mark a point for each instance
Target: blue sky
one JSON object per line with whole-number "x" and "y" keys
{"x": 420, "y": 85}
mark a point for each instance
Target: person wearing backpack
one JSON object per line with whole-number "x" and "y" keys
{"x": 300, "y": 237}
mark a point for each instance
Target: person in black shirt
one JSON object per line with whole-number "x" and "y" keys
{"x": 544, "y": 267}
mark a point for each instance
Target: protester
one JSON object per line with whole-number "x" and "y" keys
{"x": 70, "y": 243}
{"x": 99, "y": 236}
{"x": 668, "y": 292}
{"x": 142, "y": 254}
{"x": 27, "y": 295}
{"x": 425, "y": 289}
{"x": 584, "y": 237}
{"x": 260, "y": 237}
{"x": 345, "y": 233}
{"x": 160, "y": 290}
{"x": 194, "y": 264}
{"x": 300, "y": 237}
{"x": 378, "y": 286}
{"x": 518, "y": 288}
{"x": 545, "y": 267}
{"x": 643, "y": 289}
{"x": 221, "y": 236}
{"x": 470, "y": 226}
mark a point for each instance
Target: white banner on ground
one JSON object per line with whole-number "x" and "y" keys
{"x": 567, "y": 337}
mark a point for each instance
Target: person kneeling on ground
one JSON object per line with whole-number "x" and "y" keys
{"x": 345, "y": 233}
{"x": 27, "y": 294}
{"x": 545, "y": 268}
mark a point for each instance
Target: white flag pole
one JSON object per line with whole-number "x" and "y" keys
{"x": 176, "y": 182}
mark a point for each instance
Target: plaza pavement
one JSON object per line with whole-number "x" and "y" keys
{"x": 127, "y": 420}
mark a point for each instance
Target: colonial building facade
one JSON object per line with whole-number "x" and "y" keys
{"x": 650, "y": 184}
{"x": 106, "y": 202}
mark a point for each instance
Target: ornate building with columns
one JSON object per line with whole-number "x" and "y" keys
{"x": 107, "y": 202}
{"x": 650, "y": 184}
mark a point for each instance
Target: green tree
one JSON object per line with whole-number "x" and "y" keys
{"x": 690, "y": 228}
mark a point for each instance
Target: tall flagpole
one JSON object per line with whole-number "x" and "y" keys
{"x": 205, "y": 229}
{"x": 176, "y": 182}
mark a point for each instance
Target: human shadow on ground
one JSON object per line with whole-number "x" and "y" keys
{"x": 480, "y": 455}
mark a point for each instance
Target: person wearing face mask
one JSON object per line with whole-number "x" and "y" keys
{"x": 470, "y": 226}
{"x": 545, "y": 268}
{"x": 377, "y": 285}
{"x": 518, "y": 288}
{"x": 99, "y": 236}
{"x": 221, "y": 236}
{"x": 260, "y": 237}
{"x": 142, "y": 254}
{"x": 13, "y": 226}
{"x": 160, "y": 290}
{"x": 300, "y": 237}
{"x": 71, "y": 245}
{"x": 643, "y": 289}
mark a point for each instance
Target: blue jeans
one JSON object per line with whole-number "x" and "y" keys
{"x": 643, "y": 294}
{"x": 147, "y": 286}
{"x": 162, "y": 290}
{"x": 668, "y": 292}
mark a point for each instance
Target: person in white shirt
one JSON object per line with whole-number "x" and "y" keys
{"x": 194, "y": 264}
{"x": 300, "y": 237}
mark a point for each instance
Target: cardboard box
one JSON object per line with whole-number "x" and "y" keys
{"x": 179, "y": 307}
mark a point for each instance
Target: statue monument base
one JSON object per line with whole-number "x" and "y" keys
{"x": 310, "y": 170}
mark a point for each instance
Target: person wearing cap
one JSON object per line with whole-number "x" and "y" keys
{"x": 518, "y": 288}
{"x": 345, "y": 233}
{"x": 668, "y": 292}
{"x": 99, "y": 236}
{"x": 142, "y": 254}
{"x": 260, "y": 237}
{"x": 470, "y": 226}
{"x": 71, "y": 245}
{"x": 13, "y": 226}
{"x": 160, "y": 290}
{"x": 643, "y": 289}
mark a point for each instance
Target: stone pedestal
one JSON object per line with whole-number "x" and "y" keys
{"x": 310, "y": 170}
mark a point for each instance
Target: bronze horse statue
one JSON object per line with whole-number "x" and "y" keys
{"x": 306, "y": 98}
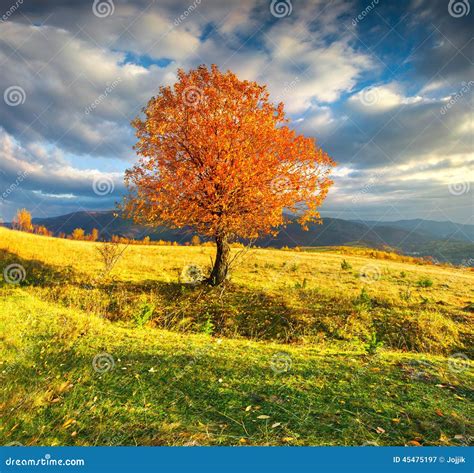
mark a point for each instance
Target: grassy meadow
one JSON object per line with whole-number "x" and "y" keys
{"x": 330, "y": 347}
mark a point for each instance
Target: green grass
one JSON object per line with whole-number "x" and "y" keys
{"x": 263, "y": 362}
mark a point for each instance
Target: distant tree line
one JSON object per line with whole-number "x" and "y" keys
{"x": 23, "y": 222}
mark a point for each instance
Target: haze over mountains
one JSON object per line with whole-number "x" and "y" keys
{"x": 444, "y": 241}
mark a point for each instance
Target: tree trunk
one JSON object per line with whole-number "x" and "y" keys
{"x": 221, "y": 264}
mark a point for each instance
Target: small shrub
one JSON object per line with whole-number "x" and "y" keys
{"x": 425, "y": 282}
{"x": 427, "y": 331}
{"x": 405, "y": 294}
{"x": 345, "y": 265}
{"x": 363, "y": 300}
{"x": 207, "y": 327}
{"x": 145, "y": 314}
{"x": 373, "y": 344}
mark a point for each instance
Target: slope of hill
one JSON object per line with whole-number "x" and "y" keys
{"x": 288, "y": 353}
{"x": 332, "y": 232}
{"x": 432, "y": 229}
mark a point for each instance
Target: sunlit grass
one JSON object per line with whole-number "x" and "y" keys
{"x": 223, "y": 375}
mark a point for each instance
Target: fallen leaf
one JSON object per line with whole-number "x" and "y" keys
{"x": 68, "y": 423}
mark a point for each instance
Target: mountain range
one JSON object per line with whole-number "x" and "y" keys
{"x": 443, "y": 241}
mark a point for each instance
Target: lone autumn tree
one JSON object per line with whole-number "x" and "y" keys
{"x": 22, "y": 221}
{"x": 217, "y": 156}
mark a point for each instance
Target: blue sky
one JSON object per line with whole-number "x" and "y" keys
{"x": 385, "y": 87}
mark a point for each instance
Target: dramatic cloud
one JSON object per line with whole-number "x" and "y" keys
{"x": 386, "y": 88}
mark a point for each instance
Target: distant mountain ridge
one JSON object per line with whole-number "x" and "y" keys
{"x": 444, "y": 241}
{"x": 441, "y": 230}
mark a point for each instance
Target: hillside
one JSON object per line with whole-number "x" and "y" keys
{"x": 288, "y": 353}
{"x": 444, "y": 241}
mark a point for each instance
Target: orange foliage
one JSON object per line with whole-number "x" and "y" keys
{"x": 217, "y": 155}
{"x": 22, "y": 221}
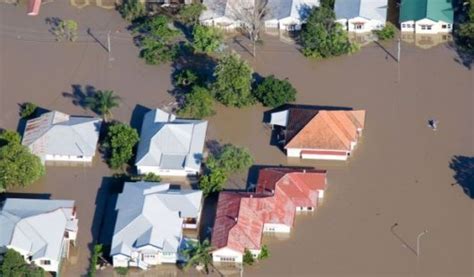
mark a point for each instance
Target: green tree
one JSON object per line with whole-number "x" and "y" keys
{"x": 186, "y": 78}
{"x": 199, "y": 103}
{"x": 230, "y": 159}
{"x": 212, "y": 182}
{"x": 233, "y": 81}
{"x": 199, "y": 254}
{"x": 248, "y": 258}
{"x": 18, "y": 166}
{"x": 96, "y": 253}
{"x": 27, "y": 110}
{"x": 14, "y": 265}
{"x": 189, "y": 14}
{"x": 264, "y": 253}
{"x": 119, "y": 144}
{"x": 206, "y": 39}
{"x": 65, "y": 29}
{"x": 131, "y": 9}
{"x": 102, "y": 102}
{"x": 273, "y": 92}
{"x": 322, "y": 37}
{"x": 387, "y": 32}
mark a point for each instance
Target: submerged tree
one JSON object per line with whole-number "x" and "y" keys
{"x": 102, "y": 103}
{"x": 199, "y": 254}
{"x": 233, "y": 81}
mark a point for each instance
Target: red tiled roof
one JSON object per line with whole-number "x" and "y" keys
{"x": 332, "y": 130}
{"x": 240, "y": 216}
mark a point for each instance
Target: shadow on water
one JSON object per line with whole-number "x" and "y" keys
{"x": 79, "y": 94}
{"x": 463, "y": 168}
{"x": 6, "y": 195}
{"x": 105, "y": 214}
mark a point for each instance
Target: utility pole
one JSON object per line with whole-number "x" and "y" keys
{"x": 418, "y": 242}
{"x": 109, "y": 50}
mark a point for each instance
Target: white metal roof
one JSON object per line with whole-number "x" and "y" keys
{"x": 170, "y": 143}
{"x": 56, "y": 133}
{"x": 151, "y": 214}
{"x": 36, "y": 226}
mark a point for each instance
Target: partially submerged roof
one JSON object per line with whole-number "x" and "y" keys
{"x": 240, "y": 216}
{"x": 369, "y": 9}
{"x": 436, "y": 10}
{"x": 170, "y": 143}
{"x": 152, "y": 214}
{"x": 36, "y": 226}
{"x": 323, "y": 129}
{"x": 56, "y": 133}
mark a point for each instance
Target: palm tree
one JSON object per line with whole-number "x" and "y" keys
{"x": 102, "y": 102}
{"x": 199, "y": 254}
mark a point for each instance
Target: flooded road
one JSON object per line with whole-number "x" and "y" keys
{"x": 399, "y": 173}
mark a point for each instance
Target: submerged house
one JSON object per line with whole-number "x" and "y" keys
{"x": 40, "y": 230}
{"x": 170, "y": 146}
{"x": 285, "y": 15}
{"x": 242, "y": 218}
{"x": 426, "y": 16}
{"x": 319, "y": 134}
{"x": 361, "y": 16}
{"x": 150, "y": 222}
{"x": 59, "y": 137}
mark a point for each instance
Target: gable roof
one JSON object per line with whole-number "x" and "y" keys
{"x": 170, "y": 143}
{"x": 152, "y": 214}
{"x": 436, "y": 10}
{"x": 369, "y": 9}
{"x": 56, "y": 133}
{"x": 240, "y": 216}
{"x": 333, "y": 130}
{"x": 23, "y": 226}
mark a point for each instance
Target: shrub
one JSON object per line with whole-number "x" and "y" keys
{"x": 387, "y": 32}
{"x": 212, "y": 182}
{"x": 206, "y": 39}
{"x": 248, "y": 258}
{"x": 199, "y": 103}
{"x": 18, "y": 166}
{"x": 123, "y": 271}
{"x": 27, "y": 110}
{"x": 230, "y": 159}
{"x": 131, "y": 9}
{"x": 273, "y": 92}
{"x": 119, "y": 144}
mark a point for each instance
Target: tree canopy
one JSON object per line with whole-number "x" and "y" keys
{"x": 322, "y": 37}
{"x": 102, "y": 103}
{"x": 230, "y": 159}
{"x": 199, "y": 254}
{"x": 199, "y": 103}
{"x": 119, "y": 144}
{"x": 131, "y": 9}
{"x": 273, "y": 92}
{"x": 14, "y": 265}
{"x": 233, "y": 81}
{"x": 206, "y": 39}
{"x": 18, "y": 166}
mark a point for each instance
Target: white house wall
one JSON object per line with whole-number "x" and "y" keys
{"x": 276, "y": 228}
{"x": 225, "y": 255}
{"x": 421, "y": 26}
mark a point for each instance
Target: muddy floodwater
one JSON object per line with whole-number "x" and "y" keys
{"x": 399, "y": 172}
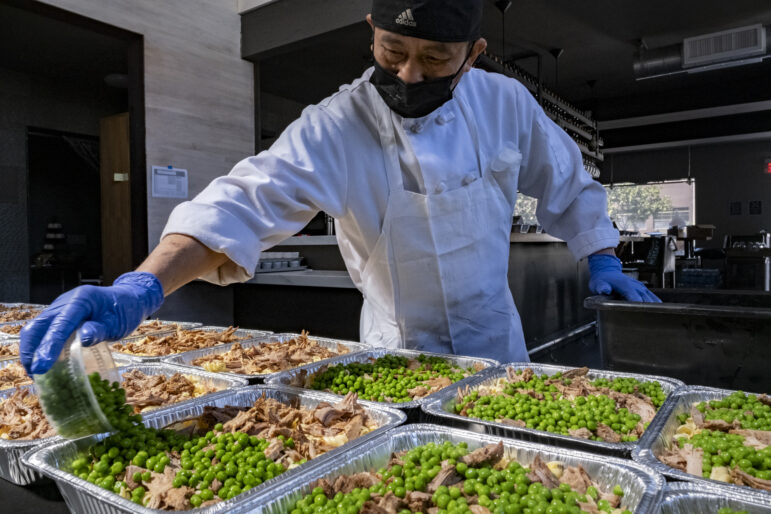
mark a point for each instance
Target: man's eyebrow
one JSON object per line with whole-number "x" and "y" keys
{"x": 443, "y": 48}
{"x": 386, "y": 38}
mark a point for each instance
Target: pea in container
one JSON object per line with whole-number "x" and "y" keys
{"x": 302, "y": 376}
{"x": 248, "y": 335}
{"x": 187, "y": 358}
{"x": 11, "y": 324}
{"x": 68, "y": 399}
{"x": 642, "y": 486}
{"x": 659, "y": 437}
{"x": 686, "y": 497}
{"x": 53, "y": 460}
{"x": 440, "y": 409}
{"x": 11, "y": 451}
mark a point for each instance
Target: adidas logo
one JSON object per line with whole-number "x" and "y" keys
{"x": 405, "y": 18}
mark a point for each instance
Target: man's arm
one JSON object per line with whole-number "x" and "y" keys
{"x": 179, "y": 259}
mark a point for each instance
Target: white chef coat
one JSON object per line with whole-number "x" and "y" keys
{"x": 330, "y": 159}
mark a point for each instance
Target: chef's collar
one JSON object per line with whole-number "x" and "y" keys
{"x": 435, "y": 20}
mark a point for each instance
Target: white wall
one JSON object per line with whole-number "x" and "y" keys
{"x": 198, "y": 91}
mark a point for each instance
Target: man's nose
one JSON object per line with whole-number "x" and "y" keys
{"x": 411, "y": 72}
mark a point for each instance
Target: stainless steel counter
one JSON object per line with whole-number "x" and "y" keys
{"x": 306, "y": 278}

**Problem to solve**
Retype only this portion of the data above: the line containing "Target: person kneeling on ground", the line containing "Target: blue jeans", and all lines between them, exactly.

**Result of the exercise**
Target: person kneeling on ground
one JSON object per line with whole-number "x" and "y" keys
{"x": 345, "y": 233}
{"x": 27, "y": 294}
{"x": 545, "y": 268}
mark a point for each instance
Target: white flag pole
one JSON object per line with whole-number "x" and "y" keys
{"x": 176, "y": 182}
mark a point for each instance
Target: plaza pavement
one JSON object per line with whole-number "x" and "y" keys
{"x": 127, "y": 420}
mark a point for each instance
Target: colonial building facade
one JSON object per line with whole-number "x" and "y" keys
{"x": 650, "y": 184}
{"x": 106, "y": 202}
mark a point for each instance
Target: ornate building with columns
one JSON object per line with whole-number "x" and "y" keys
{"x": 107, "y": 202}
{"x": 650, "y": 184}
mark a point for each instance
Target: green tree
one JSON object per line with whole-number "x" and "y" keys
{"x": 690, "y": 228}
mark a point for each instance
Target: tall flagpole
one JSON object per line with whole-number "x" and "y" keys
{"x": 205, "y": 229}
{"x": 176, "y": 182}
mark a point for each instance
Target: human shadow on ground
one JSON object per line with whole-number "x" and "y" keys
{"x": 480, "y": 455}
mark a point for each instance
Target: person wearing face mask
one JSON object per line with whole-number "x" and "y" keys
{"x": 470, "y": 226}
{"x": 545, "y": 268}
{"x": 377, "y": 285}
{"x": 518, "y": 288}
{"x": 99, "y": 236}
{"x": 221, "y": 236}
{"x": 260, "y": 237}
{"x": 142, "y": 254}
{"x": 13, "y": 226}
{"x": 160, "y": 290}
{"x": 300, "y": 237}
{"x": 71, "y": 245}
{"x": 643, "y": 289}
mark a point for each instance
Target: blue jeans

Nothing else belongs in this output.